Aufgabe 1: Was steht laut der Meldung zu Hofreiters Äußerungen über Scholz bevor?
Aufgabe 2: Schreiben Sie aus der Meldung zu Hofreiters Äußerungen über Scholz den Abschnitt zwischen „Hofrei­ter: Scholz muss“ und „in der Pflicht.“ einschließlich beider Stellen wortgetreu ab.
Aufgabe 3: Führen Sie die Meldung zu Hofreiters Äußerungen über Scholz im Anschluss an ihren letzten Satz fort.

Vorliegender Text:
Hofrei­ter: Scholz muss Vertrau­en der EU-Partner zurückgewinnen

Kurz vor dem EU-Gipfel in der zweiten Wochen­hälf­te sieht der Vorsit­zen­de des Europa­aus­schus­ses im Bundes­tag, Anton Hofrei­ter (Grüne), angesichts der zöger­li­chen Kampf­pan­zer-Zusagen einiger europäi­scher Partner Bundes­kanz­ler Olaf Scholz in der Pflicht.

«Es geht jetzt darum, Vertrau­en zurück­zu­ge­win­nen und die europäi­schen Partner zu überzeu­gen», sagte Hofrei­ter dem Nachrich­ten­por­tal «t‑online». «Es ist gut, dass der Kanzler endlich eine koordi­nie­ren­de Rolle übernimmt. Wir haben keine Zeit zu verlie­ren, denn eine russi­sche Frühjahrs­of­fen­si­ve steht bevor.»

Datensatzeinträge:
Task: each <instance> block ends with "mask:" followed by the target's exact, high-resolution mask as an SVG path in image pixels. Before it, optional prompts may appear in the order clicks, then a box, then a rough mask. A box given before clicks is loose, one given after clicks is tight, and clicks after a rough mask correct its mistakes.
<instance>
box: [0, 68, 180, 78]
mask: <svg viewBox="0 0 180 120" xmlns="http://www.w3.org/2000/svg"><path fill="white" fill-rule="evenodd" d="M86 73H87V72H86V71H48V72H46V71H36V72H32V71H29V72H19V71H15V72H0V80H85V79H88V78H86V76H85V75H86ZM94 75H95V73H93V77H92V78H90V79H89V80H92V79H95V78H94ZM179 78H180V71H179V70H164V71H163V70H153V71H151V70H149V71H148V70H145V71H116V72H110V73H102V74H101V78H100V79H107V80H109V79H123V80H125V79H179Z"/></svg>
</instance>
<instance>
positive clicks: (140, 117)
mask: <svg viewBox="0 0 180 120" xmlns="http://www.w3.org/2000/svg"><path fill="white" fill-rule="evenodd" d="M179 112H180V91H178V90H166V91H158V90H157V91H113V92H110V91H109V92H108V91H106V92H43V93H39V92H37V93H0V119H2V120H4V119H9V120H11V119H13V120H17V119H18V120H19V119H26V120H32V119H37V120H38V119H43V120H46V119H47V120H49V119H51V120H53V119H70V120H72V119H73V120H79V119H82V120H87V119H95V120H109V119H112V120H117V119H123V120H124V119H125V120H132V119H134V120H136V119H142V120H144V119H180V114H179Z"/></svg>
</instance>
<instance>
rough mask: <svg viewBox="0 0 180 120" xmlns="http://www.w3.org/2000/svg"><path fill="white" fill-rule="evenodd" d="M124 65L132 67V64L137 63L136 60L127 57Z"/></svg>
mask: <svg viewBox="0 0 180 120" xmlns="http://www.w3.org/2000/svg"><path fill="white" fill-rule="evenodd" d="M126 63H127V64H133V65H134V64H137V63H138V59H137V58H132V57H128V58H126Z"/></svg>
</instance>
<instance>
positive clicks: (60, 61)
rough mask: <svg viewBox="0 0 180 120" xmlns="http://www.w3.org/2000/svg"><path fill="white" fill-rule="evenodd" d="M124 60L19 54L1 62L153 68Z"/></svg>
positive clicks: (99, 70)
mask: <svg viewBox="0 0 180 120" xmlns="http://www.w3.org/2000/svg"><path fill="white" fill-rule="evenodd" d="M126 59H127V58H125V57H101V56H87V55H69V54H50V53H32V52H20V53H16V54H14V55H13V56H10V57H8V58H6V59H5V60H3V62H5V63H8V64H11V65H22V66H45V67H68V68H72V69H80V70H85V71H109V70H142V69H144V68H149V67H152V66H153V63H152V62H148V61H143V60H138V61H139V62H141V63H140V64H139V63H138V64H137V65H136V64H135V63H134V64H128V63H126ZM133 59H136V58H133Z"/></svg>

--

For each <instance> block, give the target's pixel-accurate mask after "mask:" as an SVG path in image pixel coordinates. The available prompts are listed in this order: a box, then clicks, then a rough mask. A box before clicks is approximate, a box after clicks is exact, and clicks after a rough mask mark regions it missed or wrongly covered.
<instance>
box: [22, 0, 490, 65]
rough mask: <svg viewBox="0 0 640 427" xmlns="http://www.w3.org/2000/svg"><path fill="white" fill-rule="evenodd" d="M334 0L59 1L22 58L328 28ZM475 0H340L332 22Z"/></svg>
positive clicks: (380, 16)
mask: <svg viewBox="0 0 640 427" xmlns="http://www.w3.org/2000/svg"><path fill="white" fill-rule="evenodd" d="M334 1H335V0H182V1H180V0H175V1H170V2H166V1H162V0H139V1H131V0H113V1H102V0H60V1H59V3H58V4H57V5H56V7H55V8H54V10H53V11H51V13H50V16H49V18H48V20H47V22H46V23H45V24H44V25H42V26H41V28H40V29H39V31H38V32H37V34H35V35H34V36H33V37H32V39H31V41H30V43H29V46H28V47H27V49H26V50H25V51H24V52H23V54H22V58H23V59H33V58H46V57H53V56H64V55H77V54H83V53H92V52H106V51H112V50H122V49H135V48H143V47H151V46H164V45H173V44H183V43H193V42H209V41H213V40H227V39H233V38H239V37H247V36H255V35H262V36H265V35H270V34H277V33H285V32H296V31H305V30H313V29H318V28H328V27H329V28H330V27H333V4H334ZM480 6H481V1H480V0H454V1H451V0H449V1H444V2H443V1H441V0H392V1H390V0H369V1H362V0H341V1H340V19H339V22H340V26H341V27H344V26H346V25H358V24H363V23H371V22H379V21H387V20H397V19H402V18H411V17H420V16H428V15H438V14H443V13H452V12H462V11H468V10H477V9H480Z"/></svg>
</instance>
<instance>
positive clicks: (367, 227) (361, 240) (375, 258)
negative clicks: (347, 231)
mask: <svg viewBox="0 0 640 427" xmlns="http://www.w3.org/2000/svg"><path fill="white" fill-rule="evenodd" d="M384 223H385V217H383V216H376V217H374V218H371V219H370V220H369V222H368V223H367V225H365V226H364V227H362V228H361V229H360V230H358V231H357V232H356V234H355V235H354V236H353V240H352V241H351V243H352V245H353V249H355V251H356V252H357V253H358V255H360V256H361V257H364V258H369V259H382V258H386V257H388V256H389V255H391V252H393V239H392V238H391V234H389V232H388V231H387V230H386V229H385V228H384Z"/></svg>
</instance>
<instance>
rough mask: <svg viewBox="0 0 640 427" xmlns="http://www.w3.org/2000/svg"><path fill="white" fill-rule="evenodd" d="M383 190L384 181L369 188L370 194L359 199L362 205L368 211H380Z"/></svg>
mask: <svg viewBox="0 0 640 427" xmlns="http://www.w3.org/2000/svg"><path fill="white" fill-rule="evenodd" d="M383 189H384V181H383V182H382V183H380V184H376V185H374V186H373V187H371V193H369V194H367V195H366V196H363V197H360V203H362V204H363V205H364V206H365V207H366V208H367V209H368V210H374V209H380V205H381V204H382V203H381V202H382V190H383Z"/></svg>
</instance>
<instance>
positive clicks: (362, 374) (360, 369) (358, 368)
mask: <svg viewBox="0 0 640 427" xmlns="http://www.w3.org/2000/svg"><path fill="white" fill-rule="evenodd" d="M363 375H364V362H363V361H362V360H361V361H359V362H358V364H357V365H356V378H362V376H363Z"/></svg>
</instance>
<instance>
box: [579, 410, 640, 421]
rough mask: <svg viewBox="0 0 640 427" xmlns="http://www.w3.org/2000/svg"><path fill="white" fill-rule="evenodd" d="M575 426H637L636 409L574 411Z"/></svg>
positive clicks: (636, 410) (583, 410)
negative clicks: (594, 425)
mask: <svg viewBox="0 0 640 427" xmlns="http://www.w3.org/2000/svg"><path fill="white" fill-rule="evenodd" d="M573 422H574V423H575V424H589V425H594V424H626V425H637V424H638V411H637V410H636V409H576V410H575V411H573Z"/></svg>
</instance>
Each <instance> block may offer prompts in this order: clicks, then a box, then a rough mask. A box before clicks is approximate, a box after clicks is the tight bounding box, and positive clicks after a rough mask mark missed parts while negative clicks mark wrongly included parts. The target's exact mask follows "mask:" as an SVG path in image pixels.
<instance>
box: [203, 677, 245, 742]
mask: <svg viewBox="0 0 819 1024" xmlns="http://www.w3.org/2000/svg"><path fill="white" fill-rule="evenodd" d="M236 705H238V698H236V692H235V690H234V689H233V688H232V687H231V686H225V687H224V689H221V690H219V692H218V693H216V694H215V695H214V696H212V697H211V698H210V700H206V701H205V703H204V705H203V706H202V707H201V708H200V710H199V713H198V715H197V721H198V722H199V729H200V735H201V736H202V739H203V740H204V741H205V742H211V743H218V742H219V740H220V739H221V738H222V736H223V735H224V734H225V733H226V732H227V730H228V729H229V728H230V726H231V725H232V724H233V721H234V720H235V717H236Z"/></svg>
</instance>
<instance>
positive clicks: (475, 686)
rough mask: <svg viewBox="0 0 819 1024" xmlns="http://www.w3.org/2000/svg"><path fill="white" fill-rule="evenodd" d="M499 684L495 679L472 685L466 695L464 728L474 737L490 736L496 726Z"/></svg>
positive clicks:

---

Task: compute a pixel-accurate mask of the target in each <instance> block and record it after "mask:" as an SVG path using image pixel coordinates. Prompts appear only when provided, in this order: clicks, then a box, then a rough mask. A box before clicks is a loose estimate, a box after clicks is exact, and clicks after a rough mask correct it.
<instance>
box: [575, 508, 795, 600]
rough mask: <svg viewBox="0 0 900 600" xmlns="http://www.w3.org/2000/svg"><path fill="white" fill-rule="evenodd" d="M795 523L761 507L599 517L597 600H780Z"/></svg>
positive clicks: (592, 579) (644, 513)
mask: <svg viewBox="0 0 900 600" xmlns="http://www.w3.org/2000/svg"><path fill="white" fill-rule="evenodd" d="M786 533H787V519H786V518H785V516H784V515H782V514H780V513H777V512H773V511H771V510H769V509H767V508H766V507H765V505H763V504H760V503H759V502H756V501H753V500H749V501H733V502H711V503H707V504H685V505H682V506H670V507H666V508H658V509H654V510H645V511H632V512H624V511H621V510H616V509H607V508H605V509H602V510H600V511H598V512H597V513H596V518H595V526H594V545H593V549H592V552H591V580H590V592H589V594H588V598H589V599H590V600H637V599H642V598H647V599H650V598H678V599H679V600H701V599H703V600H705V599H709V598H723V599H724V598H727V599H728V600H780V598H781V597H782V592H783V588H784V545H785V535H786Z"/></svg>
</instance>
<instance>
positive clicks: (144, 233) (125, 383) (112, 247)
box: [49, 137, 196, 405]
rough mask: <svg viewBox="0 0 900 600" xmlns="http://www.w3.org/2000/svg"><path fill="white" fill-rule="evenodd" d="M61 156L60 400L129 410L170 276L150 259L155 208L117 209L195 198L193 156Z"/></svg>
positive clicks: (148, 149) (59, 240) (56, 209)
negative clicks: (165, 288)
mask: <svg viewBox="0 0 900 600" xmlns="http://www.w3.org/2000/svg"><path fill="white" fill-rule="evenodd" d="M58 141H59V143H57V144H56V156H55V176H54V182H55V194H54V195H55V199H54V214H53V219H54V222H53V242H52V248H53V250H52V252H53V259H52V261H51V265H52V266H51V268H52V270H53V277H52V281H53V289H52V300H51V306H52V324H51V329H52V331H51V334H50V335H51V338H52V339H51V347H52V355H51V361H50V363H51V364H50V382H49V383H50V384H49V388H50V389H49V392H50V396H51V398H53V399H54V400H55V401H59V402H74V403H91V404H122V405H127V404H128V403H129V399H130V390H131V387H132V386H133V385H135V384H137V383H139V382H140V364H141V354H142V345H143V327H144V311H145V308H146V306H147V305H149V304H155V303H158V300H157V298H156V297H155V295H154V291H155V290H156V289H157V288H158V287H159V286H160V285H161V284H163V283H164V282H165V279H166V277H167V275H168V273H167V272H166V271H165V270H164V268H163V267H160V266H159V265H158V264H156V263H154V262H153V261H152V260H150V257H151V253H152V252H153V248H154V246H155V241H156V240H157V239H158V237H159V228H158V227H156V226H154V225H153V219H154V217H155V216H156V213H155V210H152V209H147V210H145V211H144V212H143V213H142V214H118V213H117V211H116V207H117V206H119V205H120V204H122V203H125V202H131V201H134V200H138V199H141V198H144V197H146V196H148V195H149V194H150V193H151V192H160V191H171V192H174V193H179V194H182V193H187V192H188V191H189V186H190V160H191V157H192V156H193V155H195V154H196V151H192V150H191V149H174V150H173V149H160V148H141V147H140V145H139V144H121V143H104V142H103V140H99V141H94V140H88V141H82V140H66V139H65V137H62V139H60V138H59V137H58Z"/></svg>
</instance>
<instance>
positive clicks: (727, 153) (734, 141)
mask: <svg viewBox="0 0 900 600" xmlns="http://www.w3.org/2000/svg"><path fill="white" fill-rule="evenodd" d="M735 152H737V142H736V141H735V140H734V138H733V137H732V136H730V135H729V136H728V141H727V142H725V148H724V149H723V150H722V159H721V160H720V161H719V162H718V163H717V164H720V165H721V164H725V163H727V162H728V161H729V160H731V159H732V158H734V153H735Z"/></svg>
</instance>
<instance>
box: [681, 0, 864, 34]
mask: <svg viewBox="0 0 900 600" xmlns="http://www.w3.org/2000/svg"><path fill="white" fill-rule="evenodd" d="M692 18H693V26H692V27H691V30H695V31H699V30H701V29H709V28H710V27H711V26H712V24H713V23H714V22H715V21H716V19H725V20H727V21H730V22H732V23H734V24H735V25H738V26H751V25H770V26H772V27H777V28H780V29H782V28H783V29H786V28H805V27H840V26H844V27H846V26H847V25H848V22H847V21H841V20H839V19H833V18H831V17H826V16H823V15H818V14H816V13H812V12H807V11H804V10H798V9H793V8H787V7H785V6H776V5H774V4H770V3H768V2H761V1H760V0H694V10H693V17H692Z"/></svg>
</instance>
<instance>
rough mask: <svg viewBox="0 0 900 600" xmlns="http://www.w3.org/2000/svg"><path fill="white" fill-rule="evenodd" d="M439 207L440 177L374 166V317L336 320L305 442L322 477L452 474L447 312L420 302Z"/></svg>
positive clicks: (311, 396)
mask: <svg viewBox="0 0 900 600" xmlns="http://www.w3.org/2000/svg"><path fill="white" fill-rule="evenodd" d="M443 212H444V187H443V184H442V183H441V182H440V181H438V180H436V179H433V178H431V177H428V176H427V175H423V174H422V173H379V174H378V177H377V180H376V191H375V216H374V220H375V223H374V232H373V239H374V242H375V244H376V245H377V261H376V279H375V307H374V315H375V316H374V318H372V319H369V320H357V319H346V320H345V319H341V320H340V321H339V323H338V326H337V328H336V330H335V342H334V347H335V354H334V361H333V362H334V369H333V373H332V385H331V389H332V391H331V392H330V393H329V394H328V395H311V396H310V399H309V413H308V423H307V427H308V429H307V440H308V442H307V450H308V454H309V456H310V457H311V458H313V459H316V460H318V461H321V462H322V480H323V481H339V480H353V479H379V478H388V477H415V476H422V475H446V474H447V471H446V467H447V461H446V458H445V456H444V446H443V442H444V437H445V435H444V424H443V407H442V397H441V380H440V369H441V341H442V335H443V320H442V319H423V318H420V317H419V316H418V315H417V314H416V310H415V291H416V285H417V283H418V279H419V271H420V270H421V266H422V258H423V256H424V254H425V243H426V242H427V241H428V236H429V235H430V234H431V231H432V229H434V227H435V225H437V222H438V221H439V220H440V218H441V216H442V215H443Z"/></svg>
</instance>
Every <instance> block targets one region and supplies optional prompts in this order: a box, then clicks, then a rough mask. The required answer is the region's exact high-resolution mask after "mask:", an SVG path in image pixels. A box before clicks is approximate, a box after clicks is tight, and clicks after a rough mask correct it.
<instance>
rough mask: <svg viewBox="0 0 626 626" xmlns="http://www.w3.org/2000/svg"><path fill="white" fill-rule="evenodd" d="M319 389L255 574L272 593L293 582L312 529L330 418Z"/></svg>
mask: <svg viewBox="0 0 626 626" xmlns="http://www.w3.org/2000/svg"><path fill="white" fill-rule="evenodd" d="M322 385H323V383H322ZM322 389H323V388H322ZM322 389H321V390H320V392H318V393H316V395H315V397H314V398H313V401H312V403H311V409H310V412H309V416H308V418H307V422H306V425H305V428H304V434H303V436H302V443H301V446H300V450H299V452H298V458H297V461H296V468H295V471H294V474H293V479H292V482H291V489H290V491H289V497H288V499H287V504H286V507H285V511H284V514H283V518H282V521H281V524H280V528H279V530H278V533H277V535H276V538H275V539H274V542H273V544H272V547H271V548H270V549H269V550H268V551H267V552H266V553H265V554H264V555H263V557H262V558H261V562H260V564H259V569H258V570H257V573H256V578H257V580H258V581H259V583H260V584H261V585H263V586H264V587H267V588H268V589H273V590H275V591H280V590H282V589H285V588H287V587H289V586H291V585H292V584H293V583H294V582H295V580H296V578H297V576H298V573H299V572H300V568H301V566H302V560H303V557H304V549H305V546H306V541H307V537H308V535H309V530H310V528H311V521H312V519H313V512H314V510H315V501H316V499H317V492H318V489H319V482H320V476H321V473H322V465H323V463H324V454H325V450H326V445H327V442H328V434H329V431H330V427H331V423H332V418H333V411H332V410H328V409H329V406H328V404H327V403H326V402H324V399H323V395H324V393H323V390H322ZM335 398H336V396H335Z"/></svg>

Antwortfeld 1: Eine russische Frühjahrsoffensive.

Antwortfeld 2:
Hofrei­ter: Scholz muss Vertrau­en der EU-Partner zurückgewinnen

Kurz vor dem EU-Gipfel in der zweiten Wochen­hälf­te sieht der Vorsit­zen­de des Europa­aus­schus­ses im Bundes­tag, Anton Hofrei­ter (Grüne), angesichts der zöger­li­chen Kampf­pan­zer-Zusagen einiger europäi­scher Partner Bundes­kanz­ler Olaf Scholz in der Pflicht.

Antwortfeld 3:
Was bringt der Tag?

Scholz gibt im Bundes­tag eine Regie­rungs­er­klä­rung zum bevor­ste­hen­den EU-Gipfel ab. Die Staats- und Regie­rungs­chefs der 27 Mitglied­staa­ten der Europäi­schen Union beschäf­ti­gen sich morgen und am Freitag in Brüssel unter anderem mit dem russi­schen Angriffs­krieg gegen die Ukraine.

Zu erwar­ten ist heute wohl auch eine Reakti­on aus Moskau auf die angekün­dig­te Panzer­lie­fe­rung an Kiew.